*** Passage shown Section Begins ***
The White House released its fiscal year budget request for NASA on Monday, Feb. 2, and this amounts to $18.5 billion. Included in this allocation is a $30 million budget for the development of a mission to Europa, the sixth-closest moon of Jupiter.
Planetary scientists have been interested in Europa since the Galileo orbiter revealed that the icy moon may be hiding an ocean of salty water beneath its icy shell. Scientists also hail this extraterrestrial world as the most likely candidate in the solar system to have the ability to support life besides Earth.
The moon possibly contains three times the volume of water found in the Earth's oceans and because water is associated with life on Earth, astrobiologists think that the oceans in Europa offer a good habitat for living organisms to thrive.
The U.S. space agency has been looking at the potentials of the Europa mission for a while now. In 2014, it received a $100 million from Congress to start preliminary work on such mission. The new proposed budget though bolsters focus for this mission dubbed as the Europa Clipper as it signals commitment from the White House that was missing before.
*** Passage shown Section Ends ***
*** Recorded information Section Begins ***
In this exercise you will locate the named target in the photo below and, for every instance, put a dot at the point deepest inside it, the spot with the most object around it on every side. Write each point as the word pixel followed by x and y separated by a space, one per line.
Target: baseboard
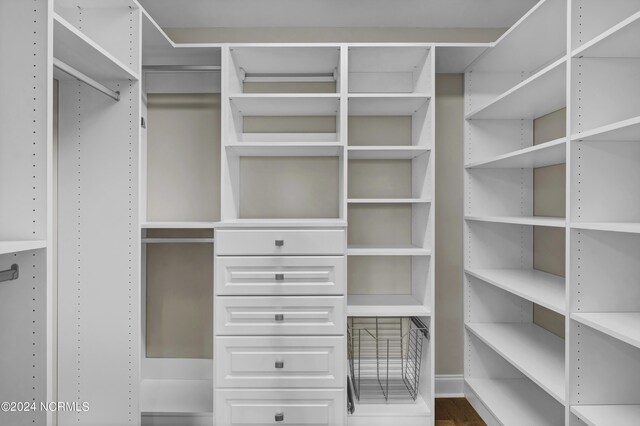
*** Recorded information Section Ends ***
— Work instruction 1 —
Please extract the part of the Europa mission budget article between "The moon possibly" and "was missing before.", inclusive, word for word.
— Work instruction 2 —
Extend the Europa mission budget article past its final sentence.

— Written response 1 —
The moon possibly contains three times the volume of water found in the Earth's oceans and because water is associated with life on Earth, astrobiologists think that the oceans in Europa offer a good habitat for living organisms to thrive.
The U.S. space agency has been looking at the potentials of the Europa mission for a while now. In 2014, it received a $100 million from Congress to start preliminary work on such mission. The new proposed budget though bolsters focus for this mission dubbed as the Europa Clipper as it signals commitment from the White House that was missing before.

— Written response 2 —
NASA chief financial officer David Radzanowski told reporters in a conference call on Monday that the requested $30 million that will be used for preliminary studies into the Europa mission will be in addition to the $100 million the congress has given.
"For the first time, the budget supports the formulation and development of a Europa Mission, allowing NASA to begin project formulation, Phase A," reads [pdf] the summary of the proposed NASA budget.
The Europa Clipper will be the U.S. space agency's attempt to understand the habitable potentials of Europa and will likely involve a spacecraft that would orbit Jupiter and do fly-bys of Europa rather than orbiting or landing a probe on the surface of the moon itself, which will make the mission safer and more cost effective.
Europa is associated with a harsh radiation environment that can pose dangers for spacecraft. The U.S. space agency will select the instruments for the spacecraft this year with the aim of launching it in the mid-2020s.
"This is a big deal," said Europa Clipper probe concept pre-project scientist Robert Pappalardo. "We're moving toward the next phase, where you're a real mission. It's just thrilling after 15 years of pushing for it."